(Dataset entries)
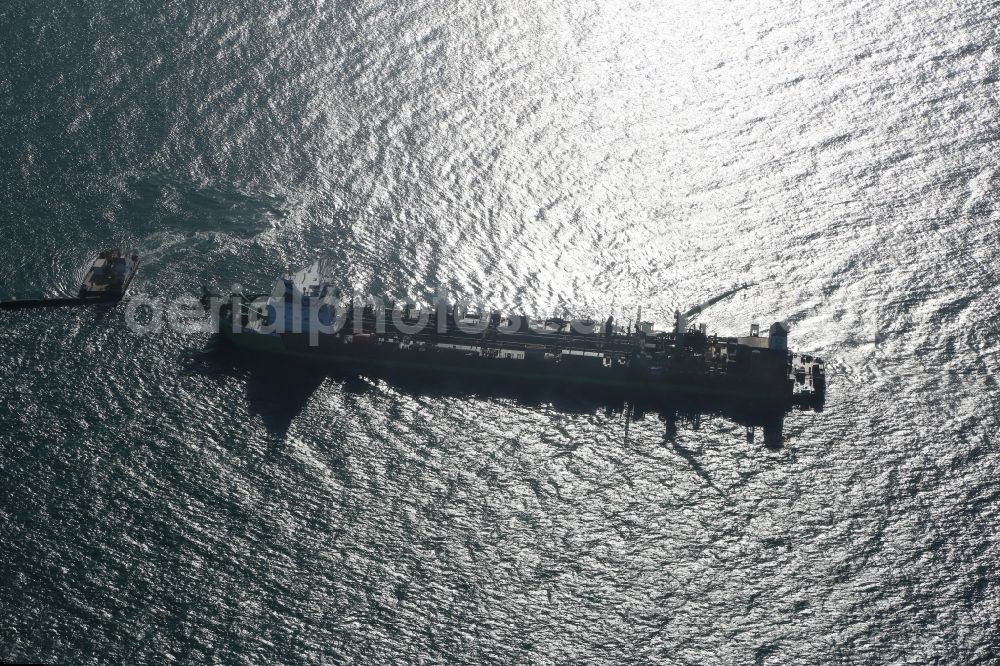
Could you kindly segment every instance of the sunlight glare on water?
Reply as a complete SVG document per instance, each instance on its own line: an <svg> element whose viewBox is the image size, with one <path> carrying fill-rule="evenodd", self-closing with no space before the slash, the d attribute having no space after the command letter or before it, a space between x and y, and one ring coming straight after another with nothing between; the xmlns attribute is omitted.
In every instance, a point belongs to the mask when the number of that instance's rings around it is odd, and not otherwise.
<svg viewBox="0 0 1000 666"><path fill-rule="evenodd" d="M780 446L724 413L415 390L4 313L0 660L986 663L998 10L15 1L4 298L363 292L787 319ZM675 431L675 432L674 432Z"/></svg>

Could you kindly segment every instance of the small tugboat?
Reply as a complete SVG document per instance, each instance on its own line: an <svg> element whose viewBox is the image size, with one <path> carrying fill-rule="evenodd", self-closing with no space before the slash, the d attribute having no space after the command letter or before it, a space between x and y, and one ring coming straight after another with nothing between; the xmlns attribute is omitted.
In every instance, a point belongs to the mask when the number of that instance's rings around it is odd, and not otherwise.
<svg viewBox="0 0 1000 666"><path fill-rule="evenodd" d="M87 271L80 286L80 298L88 301L117 301L125 295L139 267L139 255L121 250L105 250Z"/></svg>
<svg viewBox="0 0 1000 666"><path fill-rule="evenodd" d="M22 298L0 301L0 310L58 308L120 301L139 267L139 255L121 250L105 250L98 255L76 298Z"/></svg>

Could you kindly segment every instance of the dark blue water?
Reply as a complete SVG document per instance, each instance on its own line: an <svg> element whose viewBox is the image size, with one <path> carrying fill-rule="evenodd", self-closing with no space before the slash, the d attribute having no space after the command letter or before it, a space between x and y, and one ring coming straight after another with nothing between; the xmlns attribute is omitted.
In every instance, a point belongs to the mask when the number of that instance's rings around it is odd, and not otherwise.
<svg viewBox="0 0 1000 666"><path fill-rule="evenodd" d="M830 364L727 414L264 368L126 307L5 313L0 660L988 663L988 3L0 5L4 296L317 257ZM628 431L626 433L626 424Z"/></svg>

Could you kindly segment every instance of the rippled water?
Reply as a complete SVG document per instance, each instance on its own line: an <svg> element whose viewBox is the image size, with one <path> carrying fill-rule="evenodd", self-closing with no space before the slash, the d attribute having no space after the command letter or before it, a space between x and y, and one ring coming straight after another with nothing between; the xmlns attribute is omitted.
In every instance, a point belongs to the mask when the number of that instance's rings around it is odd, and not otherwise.
<svg viewBox="0 0 1000 666"><path fill-rule="evenodd" d="M989 662L1000 10L0 5L7 295L332 256L546 313L787 318L737 419L421 391L5 313L0 660ZM668 437L667 435L671 436Z"/></svg>

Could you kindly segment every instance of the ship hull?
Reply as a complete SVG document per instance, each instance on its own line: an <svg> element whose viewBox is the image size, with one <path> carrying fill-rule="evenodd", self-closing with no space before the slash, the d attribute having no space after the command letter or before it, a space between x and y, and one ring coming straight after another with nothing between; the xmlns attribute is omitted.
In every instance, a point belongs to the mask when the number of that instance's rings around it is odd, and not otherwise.
<svg viewBox="0 0 1000 666"><path fill-rule="evenodd" d="M308 334L265 335L233 332L224 327L223 340L252 354L264 354L303 364L305 367L403 373L427 379L475 377L485 381L532 385L572 386L614 391L642 397L704 396L755 403L792 404L796 400L791 383L747 381L748 378L712 377L696 373L652 375L648 368L602 367L599 360L553 362L548 360L483 358L437 350L399 349L391 345L358 345L335 336L320 336L310 345Z"/></svg>

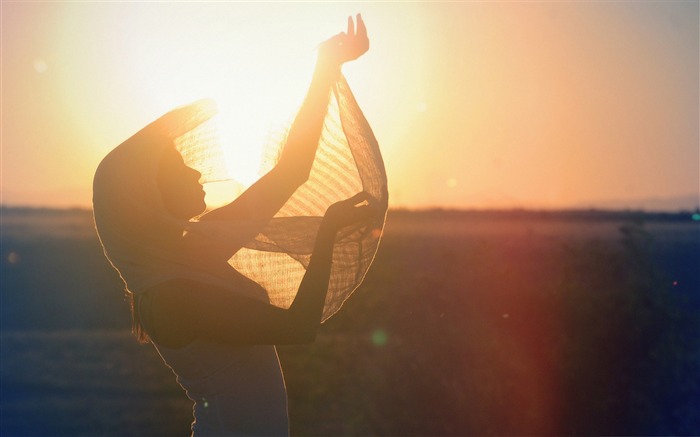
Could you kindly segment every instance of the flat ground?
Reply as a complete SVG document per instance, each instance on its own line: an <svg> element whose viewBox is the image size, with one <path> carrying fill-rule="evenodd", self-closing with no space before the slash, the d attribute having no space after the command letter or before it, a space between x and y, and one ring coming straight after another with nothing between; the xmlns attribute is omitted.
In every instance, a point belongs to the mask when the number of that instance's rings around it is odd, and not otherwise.
<svg viewBox="0 0 700 437"><path fill-rule="evenodd" d="M3 209L2 435L188 435L85 211ZM392 212L363 286L279 348L295 435L700 434L690 215Z"/></svg>

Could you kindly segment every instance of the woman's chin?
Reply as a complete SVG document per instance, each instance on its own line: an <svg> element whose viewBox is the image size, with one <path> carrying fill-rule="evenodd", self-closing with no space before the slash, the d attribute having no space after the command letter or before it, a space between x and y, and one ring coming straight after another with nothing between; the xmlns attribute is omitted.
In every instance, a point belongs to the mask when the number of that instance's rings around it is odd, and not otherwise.
<svg viewBox="0 0 700 437"><path fill-rule="evenodd" d="M201 206L201 208L199 208L199 212L197 212L197 214L193 215L193 217L204 214L204 212L206 210L207 210L207 204L202 202L202 206Z"/></svg>

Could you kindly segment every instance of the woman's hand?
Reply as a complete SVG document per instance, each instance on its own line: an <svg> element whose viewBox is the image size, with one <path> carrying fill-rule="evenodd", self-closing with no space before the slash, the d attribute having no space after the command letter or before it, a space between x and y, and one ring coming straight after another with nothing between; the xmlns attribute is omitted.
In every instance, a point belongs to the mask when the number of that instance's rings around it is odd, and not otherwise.
<svg viewBox="0 0 700 437"><path fill-rule="evenodd" d="M363 191L349 199L334 203L326 210L322 226L328 230L338 231L345 226L372 217L377 212L372 200L372 197Z"/></svg>
<svg viewBox="0 0 700 437"><path fill-rule="evenodd" d="M319 61L328 66L340 67L345 62L362 56L369 50L367 28L360 14L357 14L357 28L352 17L348 17L348 28L319 46Z"/></svg>

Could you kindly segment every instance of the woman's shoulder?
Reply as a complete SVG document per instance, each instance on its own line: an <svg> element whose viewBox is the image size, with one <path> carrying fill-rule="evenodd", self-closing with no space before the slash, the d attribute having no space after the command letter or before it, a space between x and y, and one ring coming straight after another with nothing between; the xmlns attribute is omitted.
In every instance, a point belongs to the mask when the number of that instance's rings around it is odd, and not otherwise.
<svg viewBox="0 0 700 437"><path fill-rule="evenodd" d="M212 306L229 304L239 299L265 301L267 293L257 282L234 269L215 277L173 277L148 287L140 300L150 314L141 314L153 322L187 326Z"/></svg>
<svg viewBox="0 0 700 437"><path fill-rule="evenodd" d="M229 290L247 294L250 291L263 291L260 284L241 274L236 269L221 263L220 266L209 266L206 271L188 270L186 274L172 275L162 278L143 290L148 293L178 293L196 292L198 290Z"/></svg>

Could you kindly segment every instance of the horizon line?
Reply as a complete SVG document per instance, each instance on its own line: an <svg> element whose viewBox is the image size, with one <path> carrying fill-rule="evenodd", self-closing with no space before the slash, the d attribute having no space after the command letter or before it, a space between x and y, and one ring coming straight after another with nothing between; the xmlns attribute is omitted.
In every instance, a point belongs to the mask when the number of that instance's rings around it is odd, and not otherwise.
<svg viewBox="0 0 700 437"><path fill-rule="evenodd" d="M92 211L88 206L52 206L52 205L21 205L0 203L1 210L33 210L33 211ZM644 213L644 214L683 214L700 213L700 204L695 207L676 208L644 208L644 207L610 207L610 206L569 206L569 207L537 207L537 206L503 206L503 207L476 207L476 206L389 206L389 212L409 213L489 213L489 212L523 212L523 213L560 213L560 212L590 212L590 213Z"/></svg>

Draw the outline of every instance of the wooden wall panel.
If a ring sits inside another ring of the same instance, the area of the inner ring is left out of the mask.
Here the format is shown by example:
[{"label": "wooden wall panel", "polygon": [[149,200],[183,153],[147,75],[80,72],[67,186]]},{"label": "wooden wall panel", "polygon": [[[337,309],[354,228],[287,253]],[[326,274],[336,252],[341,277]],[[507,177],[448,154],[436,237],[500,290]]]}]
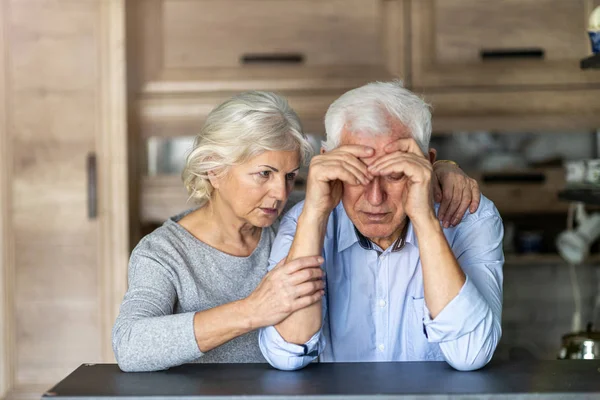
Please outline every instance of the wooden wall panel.
[{"label": "wooden wall panel", "polygon": [[[86,196],[99,133],[98,15],[92,1],[11,2],[16,387],[101,360],[97,222]],[[86,275],[86,293],[61,274],[73,269]]]}]

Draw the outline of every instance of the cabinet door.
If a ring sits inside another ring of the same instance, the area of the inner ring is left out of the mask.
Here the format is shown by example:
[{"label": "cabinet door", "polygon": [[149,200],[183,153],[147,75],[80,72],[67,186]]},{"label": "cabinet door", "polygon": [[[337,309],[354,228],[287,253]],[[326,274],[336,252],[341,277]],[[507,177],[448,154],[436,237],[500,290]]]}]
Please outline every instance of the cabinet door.
[{"label": "cabinet door", "polygon": [[413,0],[417,88],[600,83],[581,71],[598,0]]},{"label": "cabinet door", "polygon": [[405,0],[130,2],[144,92],[346,87],[404,72]]}]

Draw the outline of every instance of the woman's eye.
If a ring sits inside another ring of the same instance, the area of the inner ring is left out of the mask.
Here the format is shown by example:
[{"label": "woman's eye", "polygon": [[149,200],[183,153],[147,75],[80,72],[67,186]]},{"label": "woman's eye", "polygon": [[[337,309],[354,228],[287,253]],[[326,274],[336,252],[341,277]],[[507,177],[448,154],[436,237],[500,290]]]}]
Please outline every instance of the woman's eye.
[{"label": "woman's eye", "polygon": [[286,179],[287,181],[293,181],[294,179],[296,179],[296,174],[295,174],[295,173],[293,173],[293,172],[291,172],[291,173],[289,173],[289,174],[286,174],[286,175],[285,175],[285,179]]},{"label": "woman's eye", "polygon": [[271,171],[260,171],[260,172],[258,173],[258,175],[259,175],[261,178],[268,178],[269,176],[271,176]]}]

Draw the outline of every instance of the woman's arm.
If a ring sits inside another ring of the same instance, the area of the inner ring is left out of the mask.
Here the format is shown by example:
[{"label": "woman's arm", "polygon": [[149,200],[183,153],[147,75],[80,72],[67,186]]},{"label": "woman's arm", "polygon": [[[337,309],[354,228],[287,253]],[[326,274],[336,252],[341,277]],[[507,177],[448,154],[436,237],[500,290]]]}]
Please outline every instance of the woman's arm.
[{"label": "woman's arm", "polygon": [[129,287],[112,332],[119,367],[126,372],[163,370],[202,356],[194,313],[174,314],[177,291],[171,271],[134,250]]},{"label": "woman's arm", "polygon": [[237,336],[277,324],[318,302],[325,287],[322,262],[318,256],[296,258],[289,263],[282,260],[247,298],[197,312],[194,333],[200,350],[207,352]]},{"label": "woman's arm", "polygon": [[[113,350],[123,371],[156,371],[191,362],[215,347],[320,299],[320,257],[283,261],[246,299],[209,310],[173,314],[177,291],[170,271],[134,251],[129,289],[113,328]],[[310,281],[310,282],[308,282]]]}]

**TASK REQUIREMENTS**
Please count how many lines of the records include "Draw", giving the number and nothing else.

**FINAL ANSWER**
4